Pick up the news article on the Mass and Cass tent clear-out where its last paragraph ends, and carry it forward.

- [Selected extract]
*****
Mass & Cass cleared out
Will it last? ‘Friends and Family’ reunification tried
The city is launching a renewed initiative to keep the homeless from putting up tents and encampments along Mass and Cass, beginning with a clear-out Monday.
“What we’re doing out here is what we do five days a week from 9:30 to noon,” said Sue Sullivan, director of the Newmarket Business Association, as she and 30 to 40 other workers helped move camps Monday morning. “Everyone packs up, and then we clean the streets and everything. And then typically they come back by about 12:30, 1 o’clock. Difference today is that the city said it is not allowing tents anymore.”
The tent ban was suspended in the area — a region around the intersection of Melnea Cass Blvd. and Massachusetts Ave. long known for drug use and homeless encampments — during the winter months “out of concern for the wellbeing of unsheltered individuals,” city officials said.
Regulars in the area were notified they must remove tents and tarps via city flyers last week.
“Individuals in the area are being asked to voluntarily remove their tent and are being encouraged to take advantage of the free shelter, substance use treatment, relocation, and storage options available to them,” the city said in a statement.
Efforts to clear the tent encampments reach back years and have occurred under former mayors Marty Walsh, Kim Janey and now Mayor Michelle Wu.
Since November, Sullivan said, the number of tents has grown from around 10 to around 40 — an expansion she noted is reminiscent of the out-of-control occupation in the area in 2021.
Linda Winn, who was unhoused in the area for around two years, praised the services and workers as she passed through to check on friends but echoed a common thought that there’s just a lack of housing opportunities in the city.
Though the troubled area saw normal turmoil — including overdoses and emergency aid — all tents came down without incident and the clean-up went fairly smoothly. People were allowed to keep any tents and tarps, along with all belongings, if they so chose.
The real test, people said, will come as individuals begin to try to move tents and tarps back in.
*****
- [Given information]
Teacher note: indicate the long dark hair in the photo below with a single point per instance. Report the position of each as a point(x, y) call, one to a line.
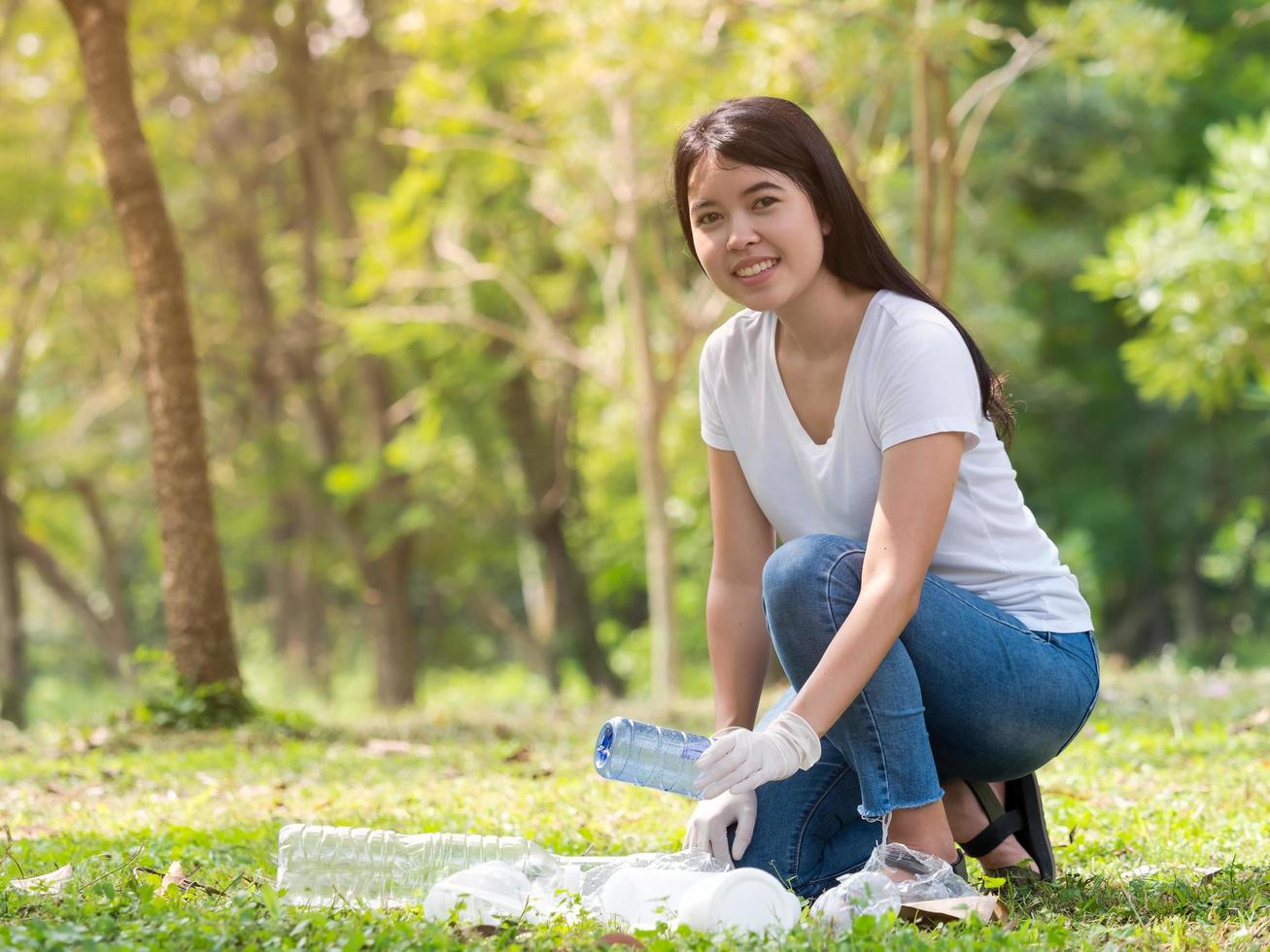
*****
- [Written answer]
People migrated back onto the street not long after the clean-up ended and workers dispersed, though no tents went back up immediately.
Local business owner Doris Wong, who runs FoodPak Express along the encampment, said she doubts anything will change without punitive enforcement.
“The city doesn’t do anything to help me,” Wong said. “They come in. They do the little cleanup. And then they go away. Then they send out notices and say, this is it.
No more tents. Come tomorrow — you want to bet me? It doesn’t mean anything.”
The move follows the March 31 end of the “roundhouse hotel” — a nearby operation to provide housing and addiction services at the vacant Best Western Roundhouse Hotel operated by Boston Medical Center since December 2021.
The city’s announcement also noted a new “Friends and Family Protocol” aiming to reconnect people with their supportive family and social networks.
That effort allows family and friends of unhoused individuals to fill out something like a missing person report with the city if they think someone they know is living on Mass and Cass.
“The protocol promotes reunification for consenting individuals” working with street outreach teams in the area, the city said on its website.
Alongside Monday’s effort to clear the tents on Mass and Cass, the city said “daily outreach efforts continue and an enhanced case management team is connecting with every individual in the area and developing individualized service plans.”